Natural-language object grounding data
---------------

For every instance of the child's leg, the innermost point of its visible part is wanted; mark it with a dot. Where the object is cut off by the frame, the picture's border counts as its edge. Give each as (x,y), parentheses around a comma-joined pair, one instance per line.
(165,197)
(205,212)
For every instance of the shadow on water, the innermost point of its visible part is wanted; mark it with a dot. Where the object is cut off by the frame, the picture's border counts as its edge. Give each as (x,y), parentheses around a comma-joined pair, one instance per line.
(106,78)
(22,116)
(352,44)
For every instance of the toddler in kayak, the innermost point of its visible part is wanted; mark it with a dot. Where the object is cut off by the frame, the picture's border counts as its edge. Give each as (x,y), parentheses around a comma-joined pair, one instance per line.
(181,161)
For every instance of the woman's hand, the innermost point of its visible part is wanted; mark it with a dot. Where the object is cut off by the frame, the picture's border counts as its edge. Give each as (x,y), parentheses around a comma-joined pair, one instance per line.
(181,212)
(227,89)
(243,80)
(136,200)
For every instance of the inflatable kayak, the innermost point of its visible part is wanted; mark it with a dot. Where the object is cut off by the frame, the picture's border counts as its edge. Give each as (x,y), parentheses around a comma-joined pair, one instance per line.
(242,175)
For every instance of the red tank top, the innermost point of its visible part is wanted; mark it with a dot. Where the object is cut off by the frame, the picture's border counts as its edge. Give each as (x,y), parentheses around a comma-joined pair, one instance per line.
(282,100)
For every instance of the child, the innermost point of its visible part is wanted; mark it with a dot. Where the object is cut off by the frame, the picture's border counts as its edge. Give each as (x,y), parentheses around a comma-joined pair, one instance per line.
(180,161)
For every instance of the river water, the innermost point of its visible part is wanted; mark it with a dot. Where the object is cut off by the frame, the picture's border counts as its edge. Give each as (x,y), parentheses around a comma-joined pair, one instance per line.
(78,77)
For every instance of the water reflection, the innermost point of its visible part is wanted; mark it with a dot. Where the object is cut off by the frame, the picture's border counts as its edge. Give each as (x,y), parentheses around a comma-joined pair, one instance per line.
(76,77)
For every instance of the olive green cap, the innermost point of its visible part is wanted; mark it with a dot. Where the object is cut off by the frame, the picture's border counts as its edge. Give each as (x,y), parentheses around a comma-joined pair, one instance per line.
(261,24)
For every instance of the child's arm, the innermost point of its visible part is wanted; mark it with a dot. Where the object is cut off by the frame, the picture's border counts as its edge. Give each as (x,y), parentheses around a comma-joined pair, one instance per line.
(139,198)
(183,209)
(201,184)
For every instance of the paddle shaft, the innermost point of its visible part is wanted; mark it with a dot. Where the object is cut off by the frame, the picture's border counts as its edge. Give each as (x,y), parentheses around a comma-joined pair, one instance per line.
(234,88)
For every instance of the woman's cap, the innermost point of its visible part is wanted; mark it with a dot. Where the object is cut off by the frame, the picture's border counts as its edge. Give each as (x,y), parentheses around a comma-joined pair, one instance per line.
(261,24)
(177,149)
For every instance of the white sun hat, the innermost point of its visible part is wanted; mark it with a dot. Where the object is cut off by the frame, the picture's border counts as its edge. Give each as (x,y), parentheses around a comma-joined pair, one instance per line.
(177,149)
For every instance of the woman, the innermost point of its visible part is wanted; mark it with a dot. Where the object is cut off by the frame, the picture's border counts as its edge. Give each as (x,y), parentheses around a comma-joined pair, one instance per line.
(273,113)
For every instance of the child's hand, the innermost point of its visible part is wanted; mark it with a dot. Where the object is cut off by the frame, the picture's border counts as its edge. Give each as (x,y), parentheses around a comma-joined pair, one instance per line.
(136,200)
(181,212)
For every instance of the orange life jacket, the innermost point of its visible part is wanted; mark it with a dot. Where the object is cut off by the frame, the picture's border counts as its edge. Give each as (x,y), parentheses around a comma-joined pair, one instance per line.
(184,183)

---------------

= What to produce =
Could you write out all the records exactly, please?

= Output below =
For every instance of the child's leg, the innermost point of its visible part is wanted; mark it with a dot. Where the object is cut off by the frame, the picture's border counts as its edge. Give each as (x,y), parentheses around a comma-joined pair, one instance per line.
(165,197)
(205,212)
For every instance of the shadow on water, the innermost point of its visible part is wanted; mark it with a dot. Where the object is cut off by the frame, the picture's border counts as its edge. Give each as (x,y), parentheses around a comma-joined pair, one instance per line.
(106,78)
(22,116)
(352,44)
For every instance of the toddler in kayak, the innermost point of its visible part is wanted; mark it with a dot. Where the object is cut off by the frame, the picture's border counts as its edge. Give each as (x,y), parentheses around a comma-joined pair, one instance per line.
(181,161)
For every instance of the woman's hand, the innermost point of its visible part is wanted; mark it with a dot. Where the object is cut off by the frame, the picture's border counts as its edge. Give each as (x,y), parentheses around a comma-joined pair, one instance per line.
(181,212)
(227,89)
(243,80)
(136,200)
For every instance of the inflatable kayak, the innermost point of its visible part is wanted; mark it with a dot. Where the object is cut off by the frame, the picture's border counts as its edge. Give each as (x,y), parentheses around a comma-joined pair, one instance per line.
(242,175)
For every instance of the red tank top, the innermost point of its visible part is wanted; mark it with a dot. Where the object is cut off by the frame, the picture's border counts as its edge. Give each as (x,y), parentheses around a comma-joined pair, one instance per line.
(282,100)
For every instance of the child, the innermost point of its visible part is wanted; mark it with a dot. Where the object is cut off by the frame, the picture's border counts as its edge. Give each as (x,y), parentheses around a comma-joined pair, one instance per line.
(180,161)
For every instance of the river water, the innermost point of its visible part is wanted; mark it with a dot. Where the object is cut off by the frame, the picture's border counts as its edge. Give each as (x,y), parentheses around a comma-joined pair, one instance per line.
(78,77)
For every instance of the water reflection, the innermost point of its visible part is wanted; mark it with a dot. Where the object is cut off by the frame, the picture's border counts as its edge. Give each as (x,y), parentheses around a comma-joined pair, one instance per line.
(76,77)
For every instance of the olive green cap, the innermost point of its visible part is wanted; mark it with a dot. Where the object is cut off by the frame, the picture's border counts as its edge. Give each as (x,y), parentheses around a comma-joined pair, one instance per line.
(261,24)
For every instance of the child's arm, the innermost point of its visible part is wanted; mark it with a dot. Where the object is cut off by the frame, the picture's border counts as its edge. Give each as (x,y), parentheses around a comma-joined pair, one instance per line.
(139,198)
(183,209)
(201,184)
For every instance of the paddle shaft, the innermost point of its visible part is wanted; mark it with a dot. Where the object is cut off by the frame, the picture's border counts as its edge. Give each as (x,y), parentheses around a comma-joined pair, one instance per line.
(234,88)
For every instance of the woman's cap, the innermost point of its visible part is wanted; mark it with a dot. Where the object is cut off by the frame, the picture's border counts as its edge. Give each as (x,y), parentheses around a comma-joined pair, one instance per line.
(261,24)
(177,149)
For every instance of the white sun hat, the innermost point of its visible part is wanted; mark it with a dot. Where the object is cut off by the frame, the picture's border counts as its edge. Give each as (x,y), parentheses around a comma-joined pair, one instance per line.
(177,149)
For every instance of the woman, the innermost point of its visible part is wanted; mark it with a dot. Where the object is cut off by the frame, the picture's border counts as its edge. Give each as (x,y), parentheses around a comma-joined pair, one instance per line.
(273,113)
For every instance of the child's hand, the innermost point of its visible part is wanted; mark it with a dot. Where the object is cut off by the frame, the picture's border counts as its edge. Give each as (x,y), parentheses around a comma-joined pair, one instance per line.
(136,200)
(181,212)
For every instance of the orange life jacket, the innermost point of its visible part is wanted; mark it with a dot. Where the object is cut off by the frame, the picture's border counts as its edge. Give each as (x,y), parentheses around a comma-joined pair, one instance per line.
(184,183)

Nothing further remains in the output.